■ **Exercise**
Write out the lines below exactly as they appear, from the first to the last.

(Lines of data)
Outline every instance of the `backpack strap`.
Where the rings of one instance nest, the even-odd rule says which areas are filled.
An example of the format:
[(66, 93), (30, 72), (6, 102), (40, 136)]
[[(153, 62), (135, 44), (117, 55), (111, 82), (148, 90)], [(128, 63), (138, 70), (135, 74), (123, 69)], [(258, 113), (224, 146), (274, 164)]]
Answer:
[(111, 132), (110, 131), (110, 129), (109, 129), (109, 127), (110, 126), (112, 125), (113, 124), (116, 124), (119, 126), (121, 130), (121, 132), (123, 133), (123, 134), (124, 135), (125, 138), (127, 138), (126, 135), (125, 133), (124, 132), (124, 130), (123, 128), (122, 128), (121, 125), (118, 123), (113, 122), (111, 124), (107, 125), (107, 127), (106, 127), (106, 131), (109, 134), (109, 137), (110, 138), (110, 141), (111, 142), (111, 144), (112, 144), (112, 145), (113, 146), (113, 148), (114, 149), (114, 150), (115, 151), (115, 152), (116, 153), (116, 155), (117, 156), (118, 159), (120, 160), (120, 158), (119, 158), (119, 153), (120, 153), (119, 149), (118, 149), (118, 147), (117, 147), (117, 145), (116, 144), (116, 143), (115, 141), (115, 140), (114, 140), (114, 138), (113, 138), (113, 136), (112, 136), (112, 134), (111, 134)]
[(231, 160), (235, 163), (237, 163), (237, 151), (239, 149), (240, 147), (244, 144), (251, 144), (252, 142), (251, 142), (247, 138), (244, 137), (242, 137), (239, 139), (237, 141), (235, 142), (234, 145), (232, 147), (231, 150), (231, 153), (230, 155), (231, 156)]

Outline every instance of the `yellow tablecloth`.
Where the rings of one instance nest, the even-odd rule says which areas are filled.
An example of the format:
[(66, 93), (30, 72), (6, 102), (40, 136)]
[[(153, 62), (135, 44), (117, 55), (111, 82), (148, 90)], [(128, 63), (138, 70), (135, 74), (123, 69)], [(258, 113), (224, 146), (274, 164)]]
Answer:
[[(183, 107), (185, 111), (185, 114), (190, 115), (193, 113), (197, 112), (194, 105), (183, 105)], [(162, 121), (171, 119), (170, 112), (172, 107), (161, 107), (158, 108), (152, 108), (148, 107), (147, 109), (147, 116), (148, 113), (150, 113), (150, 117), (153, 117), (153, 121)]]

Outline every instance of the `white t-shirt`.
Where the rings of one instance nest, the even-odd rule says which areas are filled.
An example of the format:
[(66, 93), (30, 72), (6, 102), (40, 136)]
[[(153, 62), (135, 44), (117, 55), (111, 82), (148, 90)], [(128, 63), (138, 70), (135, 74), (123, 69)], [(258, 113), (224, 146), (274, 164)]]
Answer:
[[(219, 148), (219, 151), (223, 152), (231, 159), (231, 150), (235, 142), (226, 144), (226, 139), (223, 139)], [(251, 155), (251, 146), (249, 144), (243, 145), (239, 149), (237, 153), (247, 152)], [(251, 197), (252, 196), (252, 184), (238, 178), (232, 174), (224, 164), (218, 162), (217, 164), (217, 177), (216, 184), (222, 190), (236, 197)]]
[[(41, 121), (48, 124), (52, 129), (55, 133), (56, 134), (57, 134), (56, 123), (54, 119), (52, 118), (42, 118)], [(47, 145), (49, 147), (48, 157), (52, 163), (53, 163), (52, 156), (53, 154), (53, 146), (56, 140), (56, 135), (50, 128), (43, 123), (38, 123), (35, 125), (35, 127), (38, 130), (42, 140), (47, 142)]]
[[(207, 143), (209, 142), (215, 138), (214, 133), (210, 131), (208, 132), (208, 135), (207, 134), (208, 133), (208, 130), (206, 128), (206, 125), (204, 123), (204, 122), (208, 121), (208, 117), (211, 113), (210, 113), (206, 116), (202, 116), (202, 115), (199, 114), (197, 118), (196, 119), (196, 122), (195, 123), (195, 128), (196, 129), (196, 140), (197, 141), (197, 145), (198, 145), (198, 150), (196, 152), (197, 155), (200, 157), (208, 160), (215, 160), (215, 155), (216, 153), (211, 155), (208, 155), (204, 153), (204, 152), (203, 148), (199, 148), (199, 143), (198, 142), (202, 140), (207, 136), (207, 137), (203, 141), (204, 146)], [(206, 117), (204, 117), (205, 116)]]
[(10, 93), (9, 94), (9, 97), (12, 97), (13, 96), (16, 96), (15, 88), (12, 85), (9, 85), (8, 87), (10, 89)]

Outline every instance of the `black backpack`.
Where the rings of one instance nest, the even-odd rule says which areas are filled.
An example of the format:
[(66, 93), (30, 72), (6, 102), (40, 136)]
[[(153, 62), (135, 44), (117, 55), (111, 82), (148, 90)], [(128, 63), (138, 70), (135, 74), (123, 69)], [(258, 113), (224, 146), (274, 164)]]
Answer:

■ **Completed task**
Outline every instance of the `backpack strap`.
Where the rings of one instance nest, the even-odd rule says which areas are filled.
An example of the format:
[(66, 93), (30, 72), (6, 102), (40, 136)]
[[(153, 62), (135, 44), (117, 55), (111, 82), (148, 90)], [(128, 63), (138, 70), (135, 74), (123, 69)], [(258, 113), (224, 146), (274, 164)]]
Answer:
[(111, 132), (110, 131), (110, 129), (109, 129), (109, 127), (110, 126), (112, 125), (113, 124), (116, 124), (119, 126), (121, 130), (121, 132), (123, 133), (123, 134), (124, 135), (125, 138), (127, 138), (126, 135), (125, 133), (124, 132), (124, 130), (123, 128), (122, 128), (121, 125), (118, 123), (113, 122), (111, 124), (107, 125), (107, 127), (106, 127), (106, 131), (109, 134), (109, 137), (110, 138), (110, 141), (111, 142), (111, 144), (112, 144), (112, 145), (113, 146), (113, 148), (114, 149), (114, 150), (115, 151), (115, 152), (116, 153), (116, 155), (117, 156), (118, 159), (120, 160), (120, 158), (119, 158), (119, 153), (120, 153), (119, 149), (118, 149), (118, 147), (117, 147), (117, 145), (116, 144), (116, 143), (115, 141), (115, 140), (114, 140), (114, 138), (113, 138), (113, 136), (112, 136), (112, 134), (111, 134)]
[(231, 160), (235, 163), (237, 163), (237, 151), (239, 149), (240, 147), (244, 144), (251, 144), (252, 142), (251, 142), (247, 138), (244, 137), (242, 137), (239, 139), (237, 141), (235, 142), (234, 145), (232, 147), (231, 150), (231, 153), (230, 155), (231, 156)]

Outline every instance of the `yellow tablecloth`.
Where the rings of one instance nest, the even-odd rule says which areas are filled.
An example of the format:
[(66, 93), (30, 72), (6, 102), (40, 136)]
[[(153, 62), (135, 44), (117, 55), (111, 82), (148, 90)], [(128, 63), (138, 70), (135, 74), (123, 69)], [(258, 113), (224, 146), (274, 164)]]
Answer:
[[(183, 107), (185, 111), (185, 114), (190, 115), (193, 113), (197, 112), (194, 105), (183, 105)], [(162, 121), (171, 119), (170, 112), (172, 107), (161, 107), (158, 108), (152, 108), (148, 107), (147, 109), (147, 116), (148, 113), (150, 113), (150, 117), (153, 117), (153, 121)]]

Outline every instance of the `white t-shirt`.
Where the rings of one instance nest, the even-odd rule says which areas are filled.
An example of the format:
[(66, 93), (30, 72), (6, 102), (40, 136)]
[[(153, 62), (135, 44), (117, 55), (111, 82), (148, 90)], [(128, 63), (138, 70), (135, 74), (123, 69)], [(258, 113), (224, 146), (274, 164)]]
Answer:
[[(219, 148), (219, 151), (223, 152), (231, 159), (231, 150), (235, 142), (226, 144), (226, 139), (223, 139)], [(251, 155), (251, 146), (249, 144), (243, 145), (239, 149), (237, 153), (247, 152)], [(251, 197), (252, 196), (252, 184), (238, 178), (232, 174), (224, 164), (218, 162), (217, 164), (217, 177), (216, 184), (222, 190), (236, 197)]]
[[(41, 121), (48, 124), (52, 129), (55, 133), (56, 134), (57, 134), (56, 123), (54, 119), (52, 118), (42, 118)], [(47, 145), (49, 147), (48, 157), (52, 163), (53, 163), (52, 156), (53, 154), (53, 146), (56, 140), (56, 135), (50, 128), (43, 123), (38, 123), (35, 125), (35, 127), (38, 130), (42, 140), (47, 142)]]
[[(207, 143), (209, 142), (215, 138), (214, 133), (210, 131), (208, 132), (208, 135), (207, 134), (208, 133), (208, 130), (206, 128), (206, 125), (204, 123), (204, 122), (208, 121), (208, 117), (211, 113), (210, 113), (206, 116), (202, 116), (202, 115), (199, 114), (197, 118), (196, 119), (196, 122), (195, 123), (195, 128), (196, 129), (196, 140), (197, 141), (197, 145), (198, 145), (198, 150), (196, 152), (197, 155), (200, 157), (208, 160), (215, 160), (215, 155), (216, 153), (211, 155), (208, 155), (204, 153), (204, 152), (203, 148), (199, 148), (199, 143), (198, 142), (202, 140), (207, 136), (207, 137), (203, 141), (204, 146)], [(206, 117), (204, 117), (205, 116)]]
[(10, 93), (9, 94), (9, 97), (12, 97), (13, 96), (16, 96), (15, 88), (12, 85), (9, 85), (8, 87), (10, 89)]

Outline every instance of the `black backpack`.
Where the rings of one instance nest, the even-odd rule says which areas are filled.
An example of the format:
[(66, 93), (30, 72), (6, 102), (40, 136)]
[[(153, 62), (135, 44), (117, 55), (111, 82), (148, 90)], [(128, 63), (138, 70), (135, 74), (123, 69)], [(258, 113), (224, 146), (274, 164)]]
Answer:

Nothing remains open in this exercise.